Action item =>
Please return all lines from the records below that include the string "list".
#### Source information
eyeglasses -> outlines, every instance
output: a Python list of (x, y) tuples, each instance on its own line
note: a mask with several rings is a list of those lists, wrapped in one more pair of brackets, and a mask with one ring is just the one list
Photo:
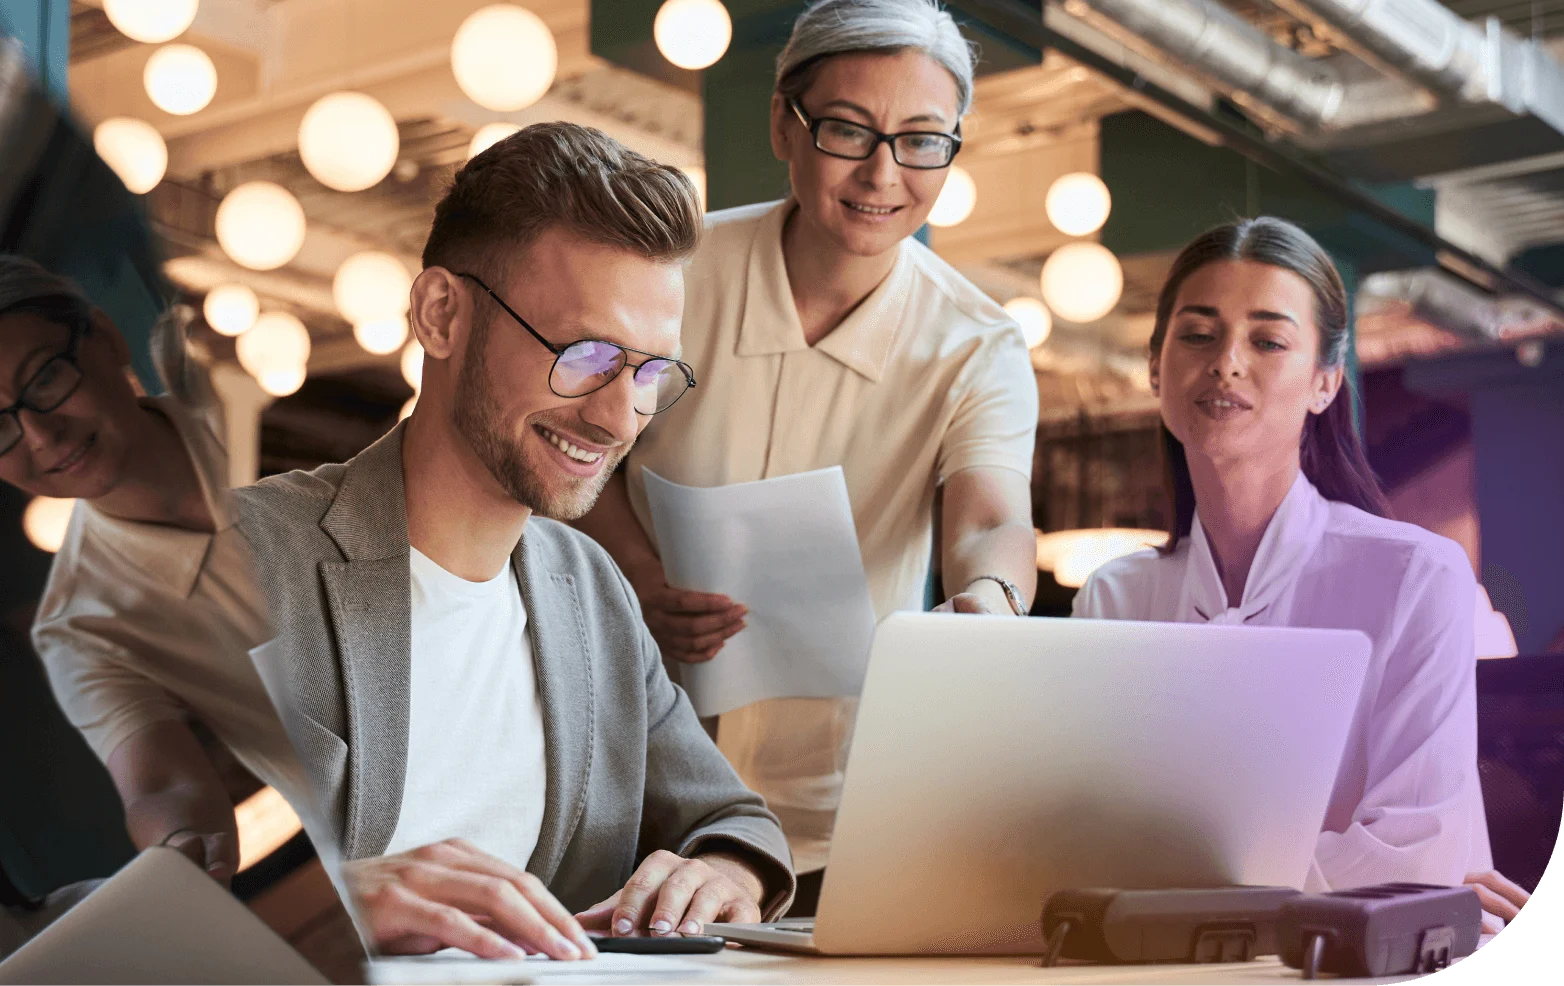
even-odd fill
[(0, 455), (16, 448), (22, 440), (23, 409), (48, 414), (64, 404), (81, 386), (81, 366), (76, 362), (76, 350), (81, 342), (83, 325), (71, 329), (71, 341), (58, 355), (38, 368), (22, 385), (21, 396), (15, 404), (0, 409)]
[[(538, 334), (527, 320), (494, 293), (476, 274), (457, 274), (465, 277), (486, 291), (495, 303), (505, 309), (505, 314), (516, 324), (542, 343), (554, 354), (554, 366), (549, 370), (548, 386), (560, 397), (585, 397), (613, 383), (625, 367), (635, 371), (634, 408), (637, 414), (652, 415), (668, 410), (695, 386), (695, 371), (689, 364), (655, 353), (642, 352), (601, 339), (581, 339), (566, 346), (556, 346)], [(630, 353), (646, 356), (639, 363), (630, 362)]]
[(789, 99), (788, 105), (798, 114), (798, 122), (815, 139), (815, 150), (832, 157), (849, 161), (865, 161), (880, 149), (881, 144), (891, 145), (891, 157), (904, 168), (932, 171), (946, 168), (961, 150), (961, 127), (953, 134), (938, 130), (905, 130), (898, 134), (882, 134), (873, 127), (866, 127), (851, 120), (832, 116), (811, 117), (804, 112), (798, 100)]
########
Exercise answer =>
output: a Python list of (x, y) tuples, each instance on its own line
note: a mask with several rings is a list of those lists, wrapped in one more pair of brackets, and a mask with one ring is just the one list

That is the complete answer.